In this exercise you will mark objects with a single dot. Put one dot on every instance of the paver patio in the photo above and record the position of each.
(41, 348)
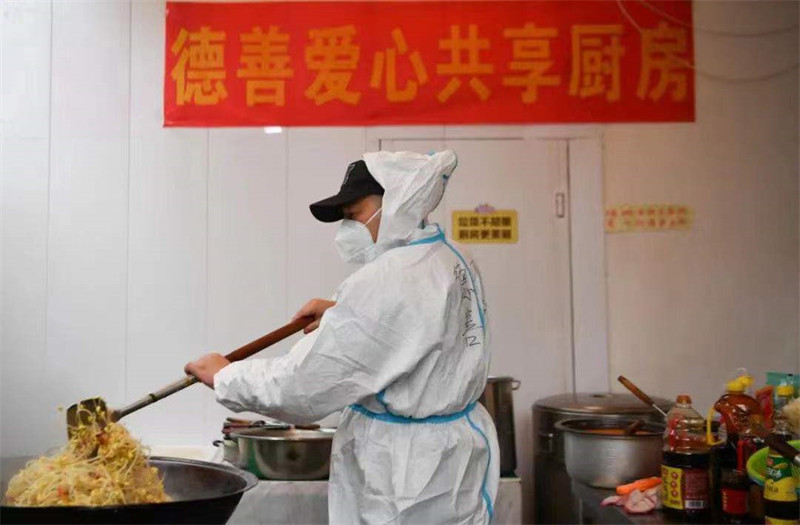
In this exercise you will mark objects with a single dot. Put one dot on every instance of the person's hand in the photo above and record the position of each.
(206, 368)
(314, 308)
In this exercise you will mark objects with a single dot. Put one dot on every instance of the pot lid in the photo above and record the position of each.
(499, 379)
(599, 403)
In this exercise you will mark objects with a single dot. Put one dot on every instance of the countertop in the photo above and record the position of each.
(592, 512)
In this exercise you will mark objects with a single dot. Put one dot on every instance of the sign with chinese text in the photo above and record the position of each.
(485, 225)
(457, 62)
(648, 217)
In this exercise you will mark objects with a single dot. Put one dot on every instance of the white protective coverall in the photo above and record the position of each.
(404, 353)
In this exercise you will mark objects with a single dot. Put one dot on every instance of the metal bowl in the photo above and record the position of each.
(607, 461)
(292, 455)
(201, 492)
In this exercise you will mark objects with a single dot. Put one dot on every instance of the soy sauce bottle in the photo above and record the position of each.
(685, 464)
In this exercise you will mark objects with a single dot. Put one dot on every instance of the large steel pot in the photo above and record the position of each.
(498, 399)
(201, 492)
(294, 454)
(555, 502)
(598, 454)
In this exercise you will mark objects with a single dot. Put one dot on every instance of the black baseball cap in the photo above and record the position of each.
(358, 183)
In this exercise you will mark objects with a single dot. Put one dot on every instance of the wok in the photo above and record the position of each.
(202, 492)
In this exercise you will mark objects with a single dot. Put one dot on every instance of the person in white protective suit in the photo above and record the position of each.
(402, 350)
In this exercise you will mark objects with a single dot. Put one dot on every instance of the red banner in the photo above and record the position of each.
(455, 62)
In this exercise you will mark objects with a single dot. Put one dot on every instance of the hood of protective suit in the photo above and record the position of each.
(414, 185)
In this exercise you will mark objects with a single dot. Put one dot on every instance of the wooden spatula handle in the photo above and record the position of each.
(635, 391)
(270, 339)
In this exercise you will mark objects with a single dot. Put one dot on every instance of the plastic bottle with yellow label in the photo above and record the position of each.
(781, 506)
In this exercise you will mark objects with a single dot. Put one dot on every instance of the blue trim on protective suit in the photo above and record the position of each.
(394, 418)
(484, 492)
(441, 237)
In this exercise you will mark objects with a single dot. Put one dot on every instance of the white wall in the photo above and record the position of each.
(687, 309)
(129, 249)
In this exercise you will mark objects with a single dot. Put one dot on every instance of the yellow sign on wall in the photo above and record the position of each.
(485, 225)
(648, 217)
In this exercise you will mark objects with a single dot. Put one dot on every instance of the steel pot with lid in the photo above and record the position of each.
(498, 399)
(295, 454)
(554, 500)
(599, 453)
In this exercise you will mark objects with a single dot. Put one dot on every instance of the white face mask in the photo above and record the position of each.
(354, 242)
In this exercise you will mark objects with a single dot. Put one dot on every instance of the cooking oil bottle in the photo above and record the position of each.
(740, 415)
(781, 506)
(685, 463)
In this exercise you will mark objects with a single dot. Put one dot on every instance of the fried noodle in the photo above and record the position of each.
(101, 464)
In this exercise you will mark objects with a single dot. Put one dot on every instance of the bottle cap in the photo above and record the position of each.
(735, 385)
(785, 390)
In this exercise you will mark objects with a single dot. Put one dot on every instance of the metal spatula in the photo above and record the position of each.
(97, 405)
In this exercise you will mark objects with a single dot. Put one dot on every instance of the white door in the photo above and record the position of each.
(528, 283)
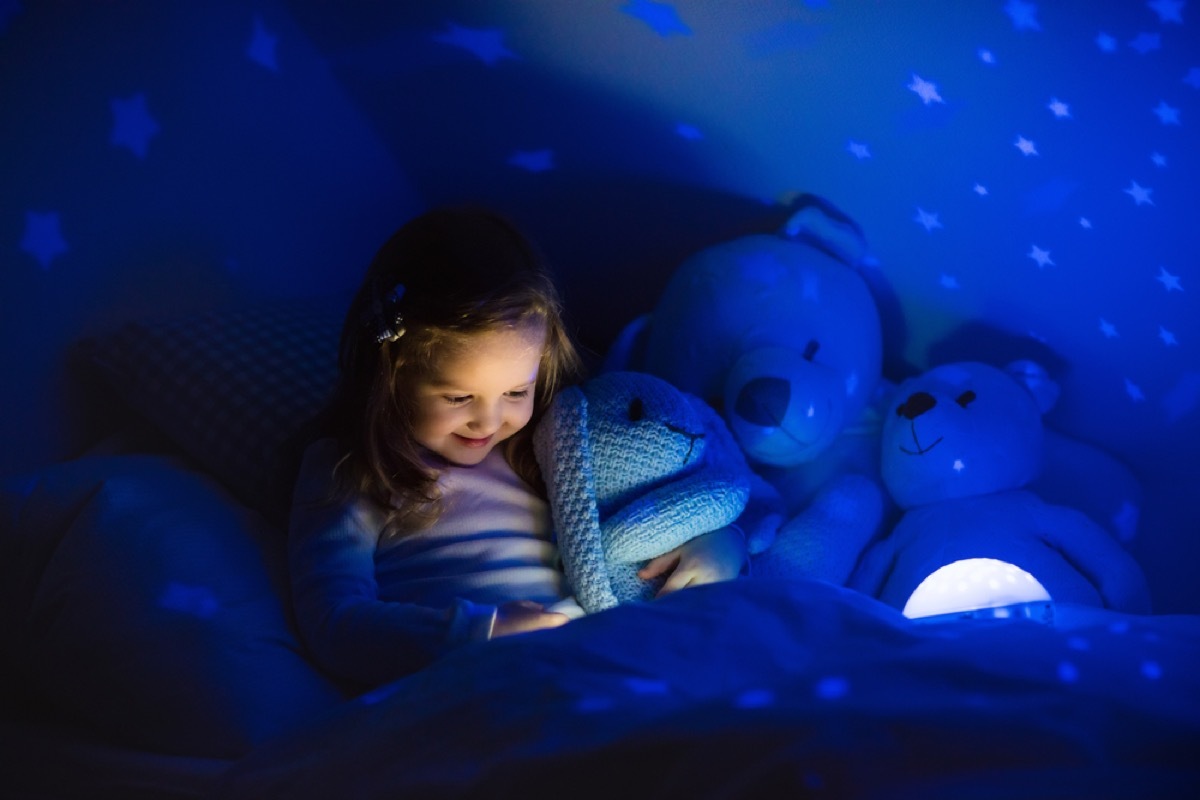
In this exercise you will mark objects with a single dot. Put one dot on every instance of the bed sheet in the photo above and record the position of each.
(754, 687)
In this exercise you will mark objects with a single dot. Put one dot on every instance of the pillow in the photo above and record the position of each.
(142, 602)
(228, 388)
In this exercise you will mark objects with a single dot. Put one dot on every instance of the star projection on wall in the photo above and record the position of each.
(43, 238)
(661, 17)
(1169, 11)
(1024, 14)
(486, 44)
(132, 125)
(925, 90)
(262, 46)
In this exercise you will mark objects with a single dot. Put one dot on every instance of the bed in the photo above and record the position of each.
(150, 654)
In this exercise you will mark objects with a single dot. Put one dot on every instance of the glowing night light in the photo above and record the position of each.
(979, 588)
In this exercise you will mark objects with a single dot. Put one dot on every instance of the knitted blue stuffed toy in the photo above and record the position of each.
(634, 468)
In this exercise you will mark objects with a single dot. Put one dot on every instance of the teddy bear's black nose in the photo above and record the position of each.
(917, 404)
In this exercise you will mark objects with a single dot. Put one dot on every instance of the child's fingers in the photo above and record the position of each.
(659, 565)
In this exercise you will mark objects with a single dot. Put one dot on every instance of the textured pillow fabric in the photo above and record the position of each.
(228, 388)
(143, 602)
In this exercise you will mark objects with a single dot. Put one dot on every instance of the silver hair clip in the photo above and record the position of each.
(388, 319)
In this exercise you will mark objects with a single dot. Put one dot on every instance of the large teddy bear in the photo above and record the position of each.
(780, 334)
(960, 450)
(634, 468)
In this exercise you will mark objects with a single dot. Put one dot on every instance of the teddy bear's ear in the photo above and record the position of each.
(563, 450)
(1035, 378)
(820, 223)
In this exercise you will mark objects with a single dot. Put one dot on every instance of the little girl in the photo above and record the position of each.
(419, 519)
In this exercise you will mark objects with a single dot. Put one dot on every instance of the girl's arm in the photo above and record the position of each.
(715, 555)
(347, 629)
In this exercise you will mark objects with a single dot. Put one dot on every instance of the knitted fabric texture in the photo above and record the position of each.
(634, 468)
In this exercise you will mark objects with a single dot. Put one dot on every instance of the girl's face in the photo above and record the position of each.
(479, 394)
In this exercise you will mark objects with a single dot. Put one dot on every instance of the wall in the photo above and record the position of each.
(1025, 172)
(161, 158)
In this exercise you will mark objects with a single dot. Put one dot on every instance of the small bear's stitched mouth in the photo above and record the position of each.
(919, 450)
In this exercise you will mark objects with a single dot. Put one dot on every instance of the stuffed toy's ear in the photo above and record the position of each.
(1033, 377)
(564, 453)
(820, 223)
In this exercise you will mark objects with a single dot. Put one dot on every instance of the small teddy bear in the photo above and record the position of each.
(960, 451)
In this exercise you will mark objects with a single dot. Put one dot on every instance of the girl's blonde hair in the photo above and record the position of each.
(443, 277)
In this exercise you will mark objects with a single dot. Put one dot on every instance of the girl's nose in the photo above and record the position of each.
(487, 417)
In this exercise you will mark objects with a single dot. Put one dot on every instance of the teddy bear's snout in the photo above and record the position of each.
(917, 404)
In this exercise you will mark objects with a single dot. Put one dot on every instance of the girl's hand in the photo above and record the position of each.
(523, 615)
(715, 555)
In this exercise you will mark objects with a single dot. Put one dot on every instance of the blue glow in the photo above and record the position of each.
(197, 601)
(262, 46)
(43, 238)
(132, 125)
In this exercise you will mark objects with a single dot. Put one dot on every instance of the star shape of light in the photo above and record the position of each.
(925, 90)
(1024, 14)
(132, 125)
(534, 161)
(1146, 42)
(1025, 146)
(1170, 282)
(1041, 257)
(1167, 114)
(43, 238)
(927, 220)
(485, 43)
(262, 46)
(1059, 108)
(1169, 11)
(661, 17)
(1140, 194)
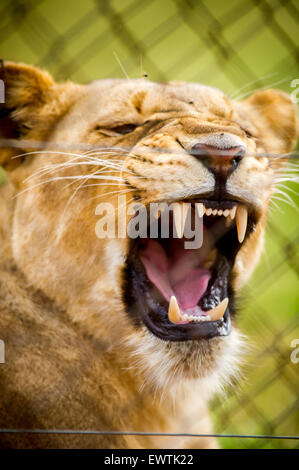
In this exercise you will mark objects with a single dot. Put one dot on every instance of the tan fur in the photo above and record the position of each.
(74, 359)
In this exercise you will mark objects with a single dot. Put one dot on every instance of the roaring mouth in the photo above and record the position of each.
(183, 294)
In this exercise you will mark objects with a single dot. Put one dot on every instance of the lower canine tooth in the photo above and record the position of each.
(180, 213)
(174, 313)
(241, 222)
(218, 312)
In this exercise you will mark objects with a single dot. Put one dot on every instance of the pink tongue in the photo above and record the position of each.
(180, 276)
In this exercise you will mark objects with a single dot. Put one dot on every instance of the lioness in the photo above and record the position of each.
(121, 333)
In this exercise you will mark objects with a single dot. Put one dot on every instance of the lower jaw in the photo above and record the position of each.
(145, 305)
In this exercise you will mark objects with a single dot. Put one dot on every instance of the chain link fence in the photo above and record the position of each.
(237, 46)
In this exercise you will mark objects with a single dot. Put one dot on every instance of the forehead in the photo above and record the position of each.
(141, 97)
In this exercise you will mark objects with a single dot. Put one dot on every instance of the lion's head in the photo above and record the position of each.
(153, 143)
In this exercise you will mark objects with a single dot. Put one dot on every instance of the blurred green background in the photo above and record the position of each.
(237, 46)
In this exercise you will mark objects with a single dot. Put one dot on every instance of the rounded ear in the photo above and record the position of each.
(32, 104)
(275, 115)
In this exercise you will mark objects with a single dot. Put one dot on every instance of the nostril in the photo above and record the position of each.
(238, 157)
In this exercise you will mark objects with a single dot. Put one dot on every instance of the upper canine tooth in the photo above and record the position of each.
(218, 312)
(174, 313)
(180, 213)
(241, 221)
(200, 209)
(233, 212)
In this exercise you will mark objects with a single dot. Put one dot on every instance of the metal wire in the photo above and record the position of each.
(139, 433)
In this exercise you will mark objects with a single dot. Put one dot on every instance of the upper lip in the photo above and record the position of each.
(154, 308)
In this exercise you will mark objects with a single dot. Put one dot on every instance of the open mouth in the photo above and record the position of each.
(185, 294)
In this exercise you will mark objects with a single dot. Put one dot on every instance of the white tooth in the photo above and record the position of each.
(200, 209)
(233, 212)
(180, 213)
(174, 313)
(241, 222)
(218, 312)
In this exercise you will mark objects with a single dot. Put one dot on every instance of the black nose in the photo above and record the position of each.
(221, 162)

┄┄┄┄┄┄

Return exactly the lines from the one containing "the upper lip" through the last line of the records above, both included, and nothing else.

→ Reply to the task
In this exercise you will mark objects with a single dot. Put one dot on every instance of the upper lip in the photo above and record the position of each.
(154, 308)
In this exercise you will mark objects with a single dot. Put one dot on every instance of the open mouth in the photo above and record the position of each.
(185, 294)
In this exercise you will mark objects with a single dot. Put one dot on every instance of the white tooth in the photo above and record the position of each.
(200, 209)
(233, 212)
(180, 213)
(174, 313)
(241, 222)
(218, 312)
In this exercise you will mark objects with a single dot. Put one dot on every instance of the black nose in the photo above and record the position of each.
(221, 162)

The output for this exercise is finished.